## Description of the task
Repeat the following items word for word, starting with the line that contains "Q: Please detect the wooden bench" and going on through the line that contains "[118,230,125,246]", both lines included.

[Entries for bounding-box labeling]

====

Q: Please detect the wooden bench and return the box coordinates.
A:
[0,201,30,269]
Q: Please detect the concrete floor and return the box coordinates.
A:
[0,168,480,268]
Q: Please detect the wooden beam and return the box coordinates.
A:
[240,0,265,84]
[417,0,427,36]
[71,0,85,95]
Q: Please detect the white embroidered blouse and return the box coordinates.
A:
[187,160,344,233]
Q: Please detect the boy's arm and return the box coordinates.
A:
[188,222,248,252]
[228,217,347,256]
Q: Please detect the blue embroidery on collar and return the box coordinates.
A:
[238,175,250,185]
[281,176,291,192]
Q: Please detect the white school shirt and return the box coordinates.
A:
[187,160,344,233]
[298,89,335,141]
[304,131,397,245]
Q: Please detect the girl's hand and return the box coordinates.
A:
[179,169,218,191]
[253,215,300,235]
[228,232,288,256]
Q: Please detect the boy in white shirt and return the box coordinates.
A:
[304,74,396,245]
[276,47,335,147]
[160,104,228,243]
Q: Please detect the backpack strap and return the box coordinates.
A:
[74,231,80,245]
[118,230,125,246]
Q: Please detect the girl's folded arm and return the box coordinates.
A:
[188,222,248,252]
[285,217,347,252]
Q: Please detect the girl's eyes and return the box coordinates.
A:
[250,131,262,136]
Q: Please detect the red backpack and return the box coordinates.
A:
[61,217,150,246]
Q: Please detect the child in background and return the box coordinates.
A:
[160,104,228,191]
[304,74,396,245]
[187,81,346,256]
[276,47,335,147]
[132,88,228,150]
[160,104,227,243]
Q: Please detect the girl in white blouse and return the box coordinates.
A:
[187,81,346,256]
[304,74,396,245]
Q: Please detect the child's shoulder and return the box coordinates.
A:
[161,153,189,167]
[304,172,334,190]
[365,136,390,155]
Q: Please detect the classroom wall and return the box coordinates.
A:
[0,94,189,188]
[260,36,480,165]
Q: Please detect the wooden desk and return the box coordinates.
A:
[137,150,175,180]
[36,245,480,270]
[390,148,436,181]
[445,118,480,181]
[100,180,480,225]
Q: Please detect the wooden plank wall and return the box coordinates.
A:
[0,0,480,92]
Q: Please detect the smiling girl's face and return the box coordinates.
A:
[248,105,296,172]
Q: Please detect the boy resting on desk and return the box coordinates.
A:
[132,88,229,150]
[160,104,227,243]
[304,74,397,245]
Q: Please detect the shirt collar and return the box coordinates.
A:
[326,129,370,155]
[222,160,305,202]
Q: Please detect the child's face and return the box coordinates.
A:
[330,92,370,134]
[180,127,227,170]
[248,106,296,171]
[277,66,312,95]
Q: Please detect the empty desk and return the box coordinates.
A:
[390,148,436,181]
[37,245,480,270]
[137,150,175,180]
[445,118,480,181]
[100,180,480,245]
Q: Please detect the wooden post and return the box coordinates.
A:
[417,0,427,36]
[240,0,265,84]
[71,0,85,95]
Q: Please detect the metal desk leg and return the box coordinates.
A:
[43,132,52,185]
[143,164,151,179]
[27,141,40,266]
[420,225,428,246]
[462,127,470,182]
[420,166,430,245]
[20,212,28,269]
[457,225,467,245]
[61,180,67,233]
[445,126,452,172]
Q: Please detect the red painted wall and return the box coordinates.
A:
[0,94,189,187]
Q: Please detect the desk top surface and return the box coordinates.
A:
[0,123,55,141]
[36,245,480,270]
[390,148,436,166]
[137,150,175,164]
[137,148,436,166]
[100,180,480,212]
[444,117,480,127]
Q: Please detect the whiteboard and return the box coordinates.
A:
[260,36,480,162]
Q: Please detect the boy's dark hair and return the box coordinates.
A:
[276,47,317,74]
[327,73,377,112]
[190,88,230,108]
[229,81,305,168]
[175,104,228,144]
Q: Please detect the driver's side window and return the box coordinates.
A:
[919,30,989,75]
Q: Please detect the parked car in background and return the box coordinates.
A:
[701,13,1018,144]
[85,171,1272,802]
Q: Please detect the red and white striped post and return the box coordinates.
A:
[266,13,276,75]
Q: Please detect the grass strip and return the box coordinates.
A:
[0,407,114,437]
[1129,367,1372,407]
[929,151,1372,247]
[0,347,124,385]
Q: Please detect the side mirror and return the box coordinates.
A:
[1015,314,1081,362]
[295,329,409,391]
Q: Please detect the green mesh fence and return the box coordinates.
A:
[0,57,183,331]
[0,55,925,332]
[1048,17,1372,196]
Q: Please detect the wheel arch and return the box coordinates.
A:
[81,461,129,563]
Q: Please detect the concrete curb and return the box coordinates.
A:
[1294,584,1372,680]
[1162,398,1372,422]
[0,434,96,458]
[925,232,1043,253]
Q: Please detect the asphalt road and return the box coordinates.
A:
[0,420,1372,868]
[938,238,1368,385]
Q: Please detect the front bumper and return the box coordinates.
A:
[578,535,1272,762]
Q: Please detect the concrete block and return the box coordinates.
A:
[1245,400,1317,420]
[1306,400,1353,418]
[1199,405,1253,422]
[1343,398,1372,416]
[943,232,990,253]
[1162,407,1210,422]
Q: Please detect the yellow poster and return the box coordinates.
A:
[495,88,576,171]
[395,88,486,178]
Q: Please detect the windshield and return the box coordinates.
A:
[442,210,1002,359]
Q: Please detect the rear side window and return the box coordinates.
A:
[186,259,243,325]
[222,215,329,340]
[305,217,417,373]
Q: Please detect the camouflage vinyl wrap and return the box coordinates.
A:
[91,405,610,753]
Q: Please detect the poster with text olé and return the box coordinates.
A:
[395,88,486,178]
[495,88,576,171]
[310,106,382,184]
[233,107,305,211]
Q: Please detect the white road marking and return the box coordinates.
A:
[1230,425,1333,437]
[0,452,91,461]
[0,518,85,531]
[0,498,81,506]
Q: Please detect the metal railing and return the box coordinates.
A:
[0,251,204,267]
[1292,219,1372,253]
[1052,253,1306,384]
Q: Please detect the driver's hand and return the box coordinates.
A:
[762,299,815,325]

====

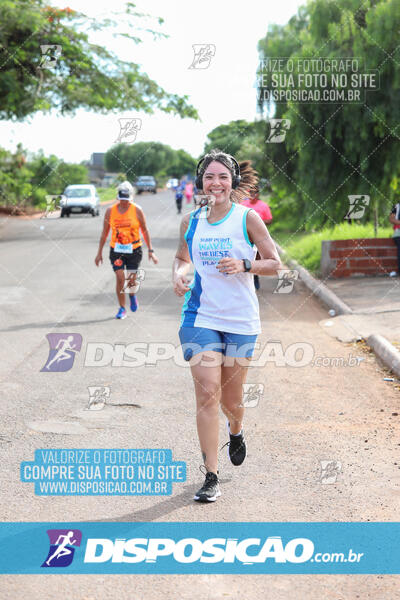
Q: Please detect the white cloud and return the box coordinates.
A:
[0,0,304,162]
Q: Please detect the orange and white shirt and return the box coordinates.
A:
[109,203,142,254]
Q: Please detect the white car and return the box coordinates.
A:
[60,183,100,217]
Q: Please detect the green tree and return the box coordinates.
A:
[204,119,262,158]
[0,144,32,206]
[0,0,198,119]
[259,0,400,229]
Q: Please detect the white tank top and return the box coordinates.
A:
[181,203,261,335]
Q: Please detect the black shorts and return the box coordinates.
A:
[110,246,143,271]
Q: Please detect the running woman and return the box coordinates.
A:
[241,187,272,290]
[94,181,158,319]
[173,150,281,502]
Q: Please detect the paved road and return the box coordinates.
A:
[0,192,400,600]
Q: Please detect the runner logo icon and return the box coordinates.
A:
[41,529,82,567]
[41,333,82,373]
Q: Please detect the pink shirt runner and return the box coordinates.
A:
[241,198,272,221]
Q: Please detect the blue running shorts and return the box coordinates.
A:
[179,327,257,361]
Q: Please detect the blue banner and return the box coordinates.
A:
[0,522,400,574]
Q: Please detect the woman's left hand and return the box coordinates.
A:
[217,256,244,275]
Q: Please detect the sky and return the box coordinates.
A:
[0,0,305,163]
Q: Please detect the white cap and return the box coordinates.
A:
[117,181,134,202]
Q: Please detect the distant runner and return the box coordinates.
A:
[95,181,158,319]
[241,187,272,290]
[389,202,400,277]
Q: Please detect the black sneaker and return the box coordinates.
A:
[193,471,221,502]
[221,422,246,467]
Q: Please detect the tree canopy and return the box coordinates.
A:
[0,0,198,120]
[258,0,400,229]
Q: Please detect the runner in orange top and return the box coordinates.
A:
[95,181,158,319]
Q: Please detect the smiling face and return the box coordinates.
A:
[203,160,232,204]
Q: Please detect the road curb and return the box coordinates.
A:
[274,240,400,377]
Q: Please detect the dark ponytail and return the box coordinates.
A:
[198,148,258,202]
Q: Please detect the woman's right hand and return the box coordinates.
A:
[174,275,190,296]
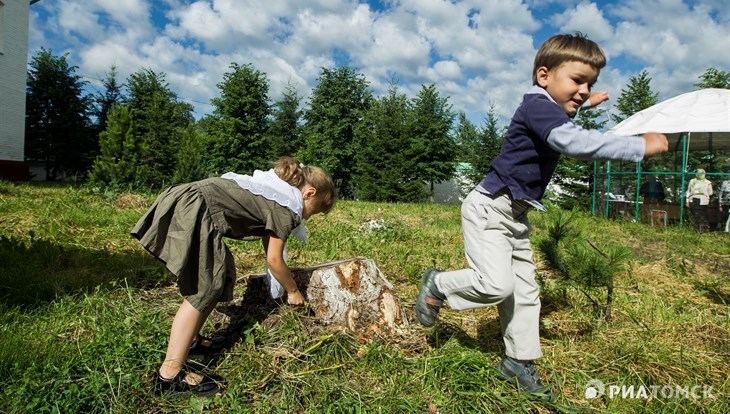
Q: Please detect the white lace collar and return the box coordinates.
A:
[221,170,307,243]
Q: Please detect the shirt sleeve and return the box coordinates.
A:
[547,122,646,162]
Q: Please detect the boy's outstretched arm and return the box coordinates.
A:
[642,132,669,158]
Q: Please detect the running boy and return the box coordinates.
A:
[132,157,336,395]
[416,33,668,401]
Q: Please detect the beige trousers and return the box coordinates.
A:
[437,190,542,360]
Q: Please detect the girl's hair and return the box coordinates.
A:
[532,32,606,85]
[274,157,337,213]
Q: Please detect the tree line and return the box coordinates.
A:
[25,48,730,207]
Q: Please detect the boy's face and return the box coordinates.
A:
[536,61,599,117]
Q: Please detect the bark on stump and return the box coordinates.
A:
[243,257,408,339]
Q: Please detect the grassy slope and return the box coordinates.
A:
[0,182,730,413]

====

## Correct result
Q: Please detect the wooden bench and return the box coordinates.
A:
[0,201,30,269]
Q: Please detect the concrete floor and return the box coordinates.
A:
[0,168,480,268]
Q: Please detect the wooden beam and return the box coordinates.
A:
[240,0,265,84]
[417,0,427,36]
[71,0,85,95]
Q: Please detect the white embroidered blouse and return the box coordinates.
A:
[187,160,344,233]
Q: Please detect the boy's arm and return the box coordinates.
A:
[188,222,248,252]
[228,217,347,256]
Q: Please detect the blue embroidery on collar and return the box coordinates.
A:
[238,175,250,185]
[281,176,291,192]
Q: Please detect the white school shirt and return the box coordinates.
A:
[187,160,344,233]
[298,89,335,141]
[304,131,397,245]
Q: Please detect the girl's hand and return the box coordinates.
A:
[179,169,218,191]
[253,215,300,235]
[228,232,288,256]
Q: Please detect the boy in white shirt and return the box coordinates.
A:
[304,74,396,245]
[276,47,335,147]
[160,104,228,243]
Q: Please detect the backpack strap and return the box coordinates.
A:
[74,231,80,245]
[118,230,125,246]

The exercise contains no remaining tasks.